TASK TO COMPLETE -
Set down the entries once more, exactly as they are written.

START PROVIDED RECORDS

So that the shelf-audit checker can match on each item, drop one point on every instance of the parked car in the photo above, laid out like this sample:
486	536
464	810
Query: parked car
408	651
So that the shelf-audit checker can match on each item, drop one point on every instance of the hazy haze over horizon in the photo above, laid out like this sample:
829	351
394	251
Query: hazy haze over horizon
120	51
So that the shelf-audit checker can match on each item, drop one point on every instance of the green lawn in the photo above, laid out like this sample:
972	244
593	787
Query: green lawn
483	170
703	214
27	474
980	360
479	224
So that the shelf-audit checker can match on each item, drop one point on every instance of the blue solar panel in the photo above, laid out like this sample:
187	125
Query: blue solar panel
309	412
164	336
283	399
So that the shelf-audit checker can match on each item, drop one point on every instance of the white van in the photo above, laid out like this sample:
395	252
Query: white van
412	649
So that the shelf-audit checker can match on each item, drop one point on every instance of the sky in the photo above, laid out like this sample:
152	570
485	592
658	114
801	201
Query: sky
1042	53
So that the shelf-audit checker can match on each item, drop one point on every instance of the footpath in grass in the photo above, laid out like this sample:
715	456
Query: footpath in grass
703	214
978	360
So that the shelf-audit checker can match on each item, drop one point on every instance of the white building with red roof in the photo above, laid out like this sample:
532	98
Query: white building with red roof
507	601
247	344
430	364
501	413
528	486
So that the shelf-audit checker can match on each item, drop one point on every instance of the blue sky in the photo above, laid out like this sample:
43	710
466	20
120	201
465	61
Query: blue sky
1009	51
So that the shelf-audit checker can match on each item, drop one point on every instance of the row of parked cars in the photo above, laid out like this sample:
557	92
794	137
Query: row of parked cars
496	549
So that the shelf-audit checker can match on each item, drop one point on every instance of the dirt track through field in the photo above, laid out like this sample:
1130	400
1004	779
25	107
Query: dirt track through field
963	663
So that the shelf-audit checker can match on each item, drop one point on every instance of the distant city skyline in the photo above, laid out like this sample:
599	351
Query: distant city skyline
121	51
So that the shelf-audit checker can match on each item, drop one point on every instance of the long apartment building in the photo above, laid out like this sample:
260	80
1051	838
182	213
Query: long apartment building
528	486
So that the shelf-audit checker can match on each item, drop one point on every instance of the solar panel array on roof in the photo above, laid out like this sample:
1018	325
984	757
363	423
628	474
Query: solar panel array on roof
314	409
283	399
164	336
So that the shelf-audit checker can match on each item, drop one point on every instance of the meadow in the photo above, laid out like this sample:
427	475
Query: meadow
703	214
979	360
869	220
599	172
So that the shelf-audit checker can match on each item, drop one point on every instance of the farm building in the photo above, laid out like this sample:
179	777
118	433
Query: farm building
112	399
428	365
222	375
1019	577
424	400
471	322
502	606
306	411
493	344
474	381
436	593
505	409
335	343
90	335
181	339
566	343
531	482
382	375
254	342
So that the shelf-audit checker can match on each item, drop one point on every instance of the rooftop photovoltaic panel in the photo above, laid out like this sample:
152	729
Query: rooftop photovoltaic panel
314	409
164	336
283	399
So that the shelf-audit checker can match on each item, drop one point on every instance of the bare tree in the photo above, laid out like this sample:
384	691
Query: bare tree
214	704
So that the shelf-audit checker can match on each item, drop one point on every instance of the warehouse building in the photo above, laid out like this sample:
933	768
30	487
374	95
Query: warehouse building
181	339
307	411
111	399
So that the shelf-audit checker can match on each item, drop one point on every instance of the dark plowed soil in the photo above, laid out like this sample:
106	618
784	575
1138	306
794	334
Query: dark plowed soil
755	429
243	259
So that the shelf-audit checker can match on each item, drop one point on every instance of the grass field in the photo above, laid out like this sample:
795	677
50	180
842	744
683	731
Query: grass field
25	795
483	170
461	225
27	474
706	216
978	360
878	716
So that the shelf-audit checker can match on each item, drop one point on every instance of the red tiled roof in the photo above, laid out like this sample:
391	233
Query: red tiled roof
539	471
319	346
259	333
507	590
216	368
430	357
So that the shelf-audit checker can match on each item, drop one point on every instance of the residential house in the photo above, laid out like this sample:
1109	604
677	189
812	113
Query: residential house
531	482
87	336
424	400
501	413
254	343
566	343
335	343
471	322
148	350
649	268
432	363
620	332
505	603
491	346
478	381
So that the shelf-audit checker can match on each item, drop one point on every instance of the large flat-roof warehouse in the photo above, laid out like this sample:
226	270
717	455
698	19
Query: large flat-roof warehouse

END PROVIDED RECORDS

REPLY TO THE TASK -
So that the shelf-audit checker can match on each item, drop one point on every instance of the parked car in the photo above, laid out like this sample:
486	536
464	810
Query: parked car
408	651
So that the shelf-audit checker can match on each item, drop one point on every instance of the hazy haze over horizon in the photo above, laid out like this sample:
829	351
394	251
Query: hazy haze over horizon
120	51
So that the shelf-audit checker can match on each item, drop one point on every instance of the green lawn in the photo above, laid out like this sample:
972	244
593	787
Query: green lawn
483	170
703	214
27	474
980	360
479	224
So that the shelf-audit checker can match on each item, drop one point on every instance of the blue solar panel in the photo above, laid out like this sample:
187	125
Query: blue solar panel
309	412
164	336
283	399
So that the shelf-audit checker can match on each item, drop one point on every instance of the white van in the photo above, laid out like this sample:
395	252
Query: white van
412	649
So that the shelf-audit checker can match on each item, drop one point on every instance of the sky in the photo above, laid out like this sample:
152	570
485	592
658	114
801	201
Query: sky
1042	53
So that the shelf-audit checker can match on each item, drop one point on every instance of the footpath in grass in the photo above, laid out like this sample:
715	456
Query: footpath in grass
703	214
978	360
So that the shelf-audit checker can match on each item, drop one point on every instance of the white building with red roof in the photo above, laid out like this sample:
532	98
Query: white building with red roof
507	601
247	344
430	364
501	413
528	486
So that the shelf-audit checker can match on each item, drop one point on every instance of the blue sky in the photo above, laid out like this sample:
43	710
466	20
120	201
465	61
Query: blue sky
1009	51
So that the shelf-audit checker can match on each item, drop one point on every instance of the row of parked cars in the photo above, laid out like this sample:
557	92
794	137
Query: row of parked cars
496	549
So that the shelf-audit checker can match on each item, drop one point on every instance of the dirt track through field in the photo above, laid out like this sample:
1130	400
1004	779
25	107
Query: dirt track through field
963	663
So that the shelf-audit checker can match on each item, drop one point on every instance of the distant city skyline in the photo above, laid out like this sample:
599	351
Query: distant city skyline
121	51
So that the shelf-audit checker can match on each item, drop one point on every instance of the long apartment building in the photo above, laid out like this sample:
260	80
1051	838
182	213
Query: long apartment building
528	486
So that the shelf-audit checker can match on each item, drop one point on every instance of the solar panel array on roof in the photo above, laid out like this sample:
1018	325
984	757
363	423
628	474
Query: solar panel array on roof
314	409
283	399
164	336
So that the shelf-audit checker can match on each item, drop one point on every instance of the meadow in the photo above, laid out like this sample:
427	475
Query: meadow
703	214
979	360
869	220
599	172
So that the shelf-audit checker can match on each item, drop one point on every instance of the farm building in the photo above, laid out like this sample:
179	777
118	433
Query: farm building
112	399
428	365
222	375
1019	577
424	400
471	322
502	606
306	411
493	344
474	381
436	593
505	409
335	343
90	335
181	339
566	343
531	482
382	375
254	342
So that the shelf-audit checker can match on each item, drop one point on every instance of the rooftop photovoltaic panel in the photo above, laid out like this sample:
152	729
Query: rooftop photovoltaic panel
314	409
164	336
283	399
So that the shelf-audit checker can match on each item, drop one point on every instance of the bare tree in the photo above, laid out like this sample:
384	691
Query: bare tree
214	704
So that the shelf-audit checker can match on each item, drop one point on every instance of the warehouse building in the photo above, laid out like this sample:
933	768
30	487
374	95
Query: warehouse building
181	339
307	411
111	399
So that the shelf-audit checker can match on each item, drop one point on every instance of the dark plowed soil in the photo above, laid out like this sample:
106	618
784	575
1138	306
794	334
Query: dark plowed soil
755	429
243	259
So that the shelf-audit checker can match on each item, drop one point on every instance of the grass field in the photo above, laid out like this sample:
795	677
50	180
842	744
683	731
Query: grass field
25	795
483	170
461	225
27	474
706	216
978	360
878	716
So that the shelf-audit checker can match on each item, drop one point on every instance of the red tiled roof in the photo above, laid out like this sample:
391	233
Query: red tiled roof
539	471
319	346
259	333
507	590
216	368
430	357
So that the shelf-audit checker can match on each item, drop one point on every instance of the residential house in the photo above, laid out like this sample:
1109	604
677	189
812	113
Query: residential house
531	482
87	336
424	400
501	413
254	343
566	343
335	343
471	322
148	350
649	268
432	363
620	332
505	603
491	346
478	381
So that the shelf-audit checker can match on each item, drop one point on every instance of the large flat-roof warehouse in the photo above, laid out like this sample:
226	270
717	455
698	19
Query: large flat-roof warehouse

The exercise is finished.